------ Information provided

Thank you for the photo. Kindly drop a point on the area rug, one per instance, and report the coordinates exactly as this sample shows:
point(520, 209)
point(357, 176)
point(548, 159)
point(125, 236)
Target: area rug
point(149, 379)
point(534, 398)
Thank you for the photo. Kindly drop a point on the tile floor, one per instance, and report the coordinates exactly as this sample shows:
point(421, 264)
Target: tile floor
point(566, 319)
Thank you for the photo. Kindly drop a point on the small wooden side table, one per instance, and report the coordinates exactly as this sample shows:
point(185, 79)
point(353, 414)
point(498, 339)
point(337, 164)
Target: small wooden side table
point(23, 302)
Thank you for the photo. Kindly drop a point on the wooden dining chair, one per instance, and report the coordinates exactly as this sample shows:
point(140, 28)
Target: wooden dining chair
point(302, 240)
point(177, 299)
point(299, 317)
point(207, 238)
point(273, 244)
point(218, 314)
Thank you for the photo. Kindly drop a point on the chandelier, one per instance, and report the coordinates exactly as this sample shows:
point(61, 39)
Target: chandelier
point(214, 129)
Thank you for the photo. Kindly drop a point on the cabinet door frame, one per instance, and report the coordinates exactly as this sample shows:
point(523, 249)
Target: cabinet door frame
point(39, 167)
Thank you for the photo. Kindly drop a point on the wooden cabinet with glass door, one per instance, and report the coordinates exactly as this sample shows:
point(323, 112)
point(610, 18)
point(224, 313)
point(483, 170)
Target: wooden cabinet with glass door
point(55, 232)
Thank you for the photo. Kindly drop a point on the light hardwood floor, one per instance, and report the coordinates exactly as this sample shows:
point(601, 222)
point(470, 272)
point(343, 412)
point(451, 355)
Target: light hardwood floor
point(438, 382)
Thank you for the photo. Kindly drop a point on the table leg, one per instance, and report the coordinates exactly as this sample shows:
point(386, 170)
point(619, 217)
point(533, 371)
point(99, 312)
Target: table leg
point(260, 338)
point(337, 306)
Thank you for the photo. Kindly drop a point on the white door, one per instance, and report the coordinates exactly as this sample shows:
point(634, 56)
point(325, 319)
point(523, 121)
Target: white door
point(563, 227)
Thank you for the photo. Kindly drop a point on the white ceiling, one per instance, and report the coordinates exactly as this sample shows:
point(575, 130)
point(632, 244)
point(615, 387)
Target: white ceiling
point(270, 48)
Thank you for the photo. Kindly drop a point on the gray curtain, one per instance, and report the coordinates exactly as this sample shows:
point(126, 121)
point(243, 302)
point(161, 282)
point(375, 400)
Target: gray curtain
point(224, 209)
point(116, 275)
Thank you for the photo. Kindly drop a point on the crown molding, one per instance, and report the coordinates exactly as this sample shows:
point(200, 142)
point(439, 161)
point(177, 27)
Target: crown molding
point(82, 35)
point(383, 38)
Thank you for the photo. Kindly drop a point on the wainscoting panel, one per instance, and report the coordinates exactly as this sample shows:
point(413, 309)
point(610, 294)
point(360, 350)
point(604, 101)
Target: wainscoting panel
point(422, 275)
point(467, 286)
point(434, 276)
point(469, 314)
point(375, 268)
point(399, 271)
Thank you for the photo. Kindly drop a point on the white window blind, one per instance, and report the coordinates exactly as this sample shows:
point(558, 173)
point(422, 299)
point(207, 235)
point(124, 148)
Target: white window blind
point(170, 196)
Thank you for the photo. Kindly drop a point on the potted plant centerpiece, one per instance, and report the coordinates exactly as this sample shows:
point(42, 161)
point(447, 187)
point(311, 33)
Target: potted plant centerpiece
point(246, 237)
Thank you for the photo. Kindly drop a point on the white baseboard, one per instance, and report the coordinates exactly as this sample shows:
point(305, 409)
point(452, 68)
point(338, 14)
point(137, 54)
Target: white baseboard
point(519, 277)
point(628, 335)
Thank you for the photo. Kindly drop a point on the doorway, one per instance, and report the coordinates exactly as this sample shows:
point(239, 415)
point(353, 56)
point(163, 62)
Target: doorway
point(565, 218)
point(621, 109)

------------
------ Information provided

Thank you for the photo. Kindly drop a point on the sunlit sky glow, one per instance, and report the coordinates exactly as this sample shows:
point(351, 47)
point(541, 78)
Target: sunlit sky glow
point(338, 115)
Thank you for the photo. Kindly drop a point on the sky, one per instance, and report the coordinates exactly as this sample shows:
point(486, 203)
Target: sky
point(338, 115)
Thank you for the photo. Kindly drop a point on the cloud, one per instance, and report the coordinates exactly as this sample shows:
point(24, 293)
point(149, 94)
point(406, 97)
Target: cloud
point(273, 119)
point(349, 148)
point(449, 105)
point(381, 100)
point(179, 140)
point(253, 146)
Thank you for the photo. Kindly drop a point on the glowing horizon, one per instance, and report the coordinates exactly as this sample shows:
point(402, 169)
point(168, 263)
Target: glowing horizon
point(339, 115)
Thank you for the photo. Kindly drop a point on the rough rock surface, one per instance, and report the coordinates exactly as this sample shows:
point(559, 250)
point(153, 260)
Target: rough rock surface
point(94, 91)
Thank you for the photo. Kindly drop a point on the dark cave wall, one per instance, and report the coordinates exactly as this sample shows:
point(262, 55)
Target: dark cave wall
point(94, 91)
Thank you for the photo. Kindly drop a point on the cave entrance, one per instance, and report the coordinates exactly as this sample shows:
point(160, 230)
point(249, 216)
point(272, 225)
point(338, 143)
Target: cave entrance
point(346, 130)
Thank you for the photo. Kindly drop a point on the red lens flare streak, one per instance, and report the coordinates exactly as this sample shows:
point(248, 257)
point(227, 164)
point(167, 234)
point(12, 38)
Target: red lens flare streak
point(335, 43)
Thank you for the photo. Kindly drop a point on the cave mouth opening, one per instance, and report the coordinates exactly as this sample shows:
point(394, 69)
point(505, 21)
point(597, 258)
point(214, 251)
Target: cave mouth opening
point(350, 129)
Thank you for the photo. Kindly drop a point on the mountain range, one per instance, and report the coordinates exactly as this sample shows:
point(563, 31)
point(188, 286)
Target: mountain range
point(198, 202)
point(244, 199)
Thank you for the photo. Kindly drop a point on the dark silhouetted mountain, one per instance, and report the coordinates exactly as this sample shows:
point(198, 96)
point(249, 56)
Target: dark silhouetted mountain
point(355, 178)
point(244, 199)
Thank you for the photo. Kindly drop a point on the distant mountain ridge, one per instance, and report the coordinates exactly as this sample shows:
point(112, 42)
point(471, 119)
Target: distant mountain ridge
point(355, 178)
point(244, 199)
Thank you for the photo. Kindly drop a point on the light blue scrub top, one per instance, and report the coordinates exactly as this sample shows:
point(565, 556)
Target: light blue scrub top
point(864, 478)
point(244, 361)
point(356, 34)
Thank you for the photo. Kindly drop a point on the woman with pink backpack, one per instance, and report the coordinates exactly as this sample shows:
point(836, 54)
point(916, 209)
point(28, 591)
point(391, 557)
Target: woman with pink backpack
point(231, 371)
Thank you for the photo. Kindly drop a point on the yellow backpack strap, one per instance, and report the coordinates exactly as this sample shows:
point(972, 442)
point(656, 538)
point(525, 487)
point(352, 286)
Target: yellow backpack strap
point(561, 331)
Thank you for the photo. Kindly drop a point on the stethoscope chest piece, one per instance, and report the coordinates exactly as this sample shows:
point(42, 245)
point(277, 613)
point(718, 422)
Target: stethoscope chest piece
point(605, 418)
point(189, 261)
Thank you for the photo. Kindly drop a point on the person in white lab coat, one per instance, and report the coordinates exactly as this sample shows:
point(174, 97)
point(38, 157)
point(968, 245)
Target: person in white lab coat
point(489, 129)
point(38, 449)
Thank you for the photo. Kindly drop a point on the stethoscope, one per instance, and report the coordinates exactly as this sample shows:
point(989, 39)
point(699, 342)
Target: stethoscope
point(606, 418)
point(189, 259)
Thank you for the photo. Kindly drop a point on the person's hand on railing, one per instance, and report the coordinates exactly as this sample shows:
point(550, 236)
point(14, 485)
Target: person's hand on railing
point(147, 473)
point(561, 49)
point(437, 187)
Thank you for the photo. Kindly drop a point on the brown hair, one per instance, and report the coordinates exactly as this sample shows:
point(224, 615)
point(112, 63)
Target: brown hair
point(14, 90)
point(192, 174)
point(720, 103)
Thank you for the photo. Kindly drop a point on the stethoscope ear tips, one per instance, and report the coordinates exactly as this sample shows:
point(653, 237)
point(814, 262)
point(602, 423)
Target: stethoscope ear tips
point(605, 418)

------------
------ Information provided

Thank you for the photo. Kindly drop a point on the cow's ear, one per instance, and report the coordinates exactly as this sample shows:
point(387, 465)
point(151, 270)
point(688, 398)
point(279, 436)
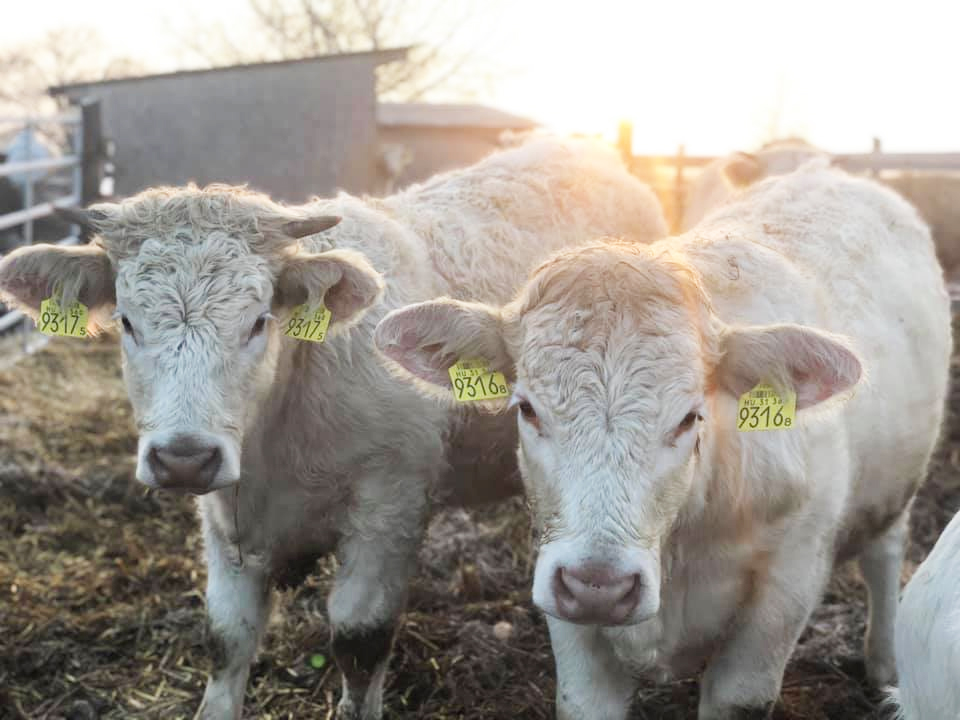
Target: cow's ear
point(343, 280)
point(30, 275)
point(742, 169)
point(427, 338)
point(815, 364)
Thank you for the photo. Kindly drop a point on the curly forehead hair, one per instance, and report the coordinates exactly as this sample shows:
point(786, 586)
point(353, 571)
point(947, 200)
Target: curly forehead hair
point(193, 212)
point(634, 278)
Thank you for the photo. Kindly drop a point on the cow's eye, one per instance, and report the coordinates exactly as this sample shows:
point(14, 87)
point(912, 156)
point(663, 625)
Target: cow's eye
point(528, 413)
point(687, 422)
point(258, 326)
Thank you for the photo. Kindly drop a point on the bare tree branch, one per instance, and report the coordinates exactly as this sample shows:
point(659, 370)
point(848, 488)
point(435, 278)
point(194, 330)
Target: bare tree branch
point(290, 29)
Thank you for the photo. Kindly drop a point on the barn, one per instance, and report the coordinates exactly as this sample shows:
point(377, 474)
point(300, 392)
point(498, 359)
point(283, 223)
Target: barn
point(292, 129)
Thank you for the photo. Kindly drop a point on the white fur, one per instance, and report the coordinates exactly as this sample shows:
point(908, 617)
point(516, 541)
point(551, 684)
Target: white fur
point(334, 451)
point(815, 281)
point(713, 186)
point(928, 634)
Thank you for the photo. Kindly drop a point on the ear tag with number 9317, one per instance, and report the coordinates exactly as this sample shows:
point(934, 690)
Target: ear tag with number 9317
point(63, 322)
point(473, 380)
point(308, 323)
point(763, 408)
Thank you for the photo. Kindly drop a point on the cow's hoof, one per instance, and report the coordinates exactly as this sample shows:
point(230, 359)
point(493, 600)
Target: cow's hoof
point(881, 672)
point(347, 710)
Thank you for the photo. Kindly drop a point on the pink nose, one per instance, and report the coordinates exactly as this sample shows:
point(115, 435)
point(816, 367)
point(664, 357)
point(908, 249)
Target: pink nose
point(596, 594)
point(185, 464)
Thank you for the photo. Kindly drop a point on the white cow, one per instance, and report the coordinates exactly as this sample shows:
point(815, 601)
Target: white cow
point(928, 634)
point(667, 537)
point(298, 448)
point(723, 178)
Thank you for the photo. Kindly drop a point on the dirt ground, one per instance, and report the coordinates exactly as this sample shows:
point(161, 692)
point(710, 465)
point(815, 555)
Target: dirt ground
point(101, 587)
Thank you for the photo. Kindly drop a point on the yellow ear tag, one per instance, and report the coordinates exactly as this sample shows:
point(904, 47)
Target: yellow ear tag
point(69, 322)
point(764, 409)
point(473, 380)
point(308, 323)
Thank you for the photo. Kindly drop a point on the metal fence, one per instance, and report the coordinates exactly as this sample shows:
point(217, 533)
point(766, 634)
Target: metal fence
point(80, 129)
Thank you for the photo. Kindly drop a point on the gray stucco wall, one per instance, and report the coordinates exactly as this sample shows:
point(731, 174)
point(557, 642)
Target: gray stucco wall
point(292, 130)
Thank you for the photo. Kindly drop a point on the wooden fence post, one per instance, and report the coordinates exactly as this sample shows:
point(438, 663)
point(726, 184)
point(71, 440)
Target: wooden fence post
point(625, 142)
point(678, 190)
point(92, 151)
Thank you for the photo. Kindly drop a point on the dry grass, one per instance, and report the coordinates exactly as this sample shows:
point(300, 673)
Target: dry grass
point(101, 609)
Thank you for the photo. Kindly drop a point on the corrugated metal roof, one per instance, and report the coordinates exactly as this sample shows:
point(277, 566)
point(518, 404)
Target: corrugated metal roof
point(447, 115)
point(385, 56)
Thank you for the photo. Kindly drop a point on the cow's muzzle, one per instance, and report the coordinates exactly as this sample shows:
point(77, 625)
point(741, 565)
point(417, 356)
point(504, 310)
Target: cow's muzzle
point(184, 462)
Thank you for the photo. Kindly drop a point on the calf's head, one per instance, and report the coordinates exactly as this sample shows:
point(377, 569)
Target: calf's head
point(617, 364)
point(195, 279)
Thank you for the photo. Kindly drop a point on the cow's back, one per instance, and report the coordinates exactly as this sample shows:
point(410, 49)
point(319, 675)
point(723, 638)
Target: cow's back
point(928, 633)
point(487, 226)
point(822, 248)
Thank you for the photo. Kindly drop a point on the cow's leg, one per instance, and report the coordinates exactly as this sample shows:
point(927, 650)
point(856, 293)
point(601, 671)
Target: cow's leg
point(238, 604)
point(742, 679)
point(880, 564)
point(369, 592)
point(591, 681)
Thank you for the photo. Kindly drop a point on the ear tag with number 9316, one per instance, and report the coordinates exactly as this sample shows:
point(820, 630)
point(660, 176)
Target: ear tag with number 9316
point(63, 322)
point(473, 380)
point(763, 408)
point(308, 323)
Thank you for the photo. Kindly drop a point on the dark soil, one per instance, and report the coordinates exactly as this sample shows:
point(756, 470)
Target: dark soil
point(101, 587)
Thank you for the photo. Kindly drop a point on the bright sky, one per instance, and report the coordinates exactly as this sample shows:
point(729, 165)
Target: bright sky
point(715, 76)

------------

What is needed: Reproduce the data between the lines holding "on the potted" and "point(628, 335)", inclusive, putting "white wall trim" in place of "white baseboard" and leaving everything else untouched.

The completed task:
Thank you for the photo. Kindly drop a point on the potted plant centerpiece, one per instance, and report the coordinates exactly as this sample shows:
point(42, 161)
point(447, 187)
point(311, 33)
Target: potted plant centerpiece
point(246, 237)
Thank you for the photo. Kindly drop a point on the white wall trim, one per instance, and report the coordinates exactly as this sample shows:
point(305, 409)
point(452, 68)
point(338, 14)
point(137, 54)
Target: white wall trim
point(519, 277)
point(628, 335)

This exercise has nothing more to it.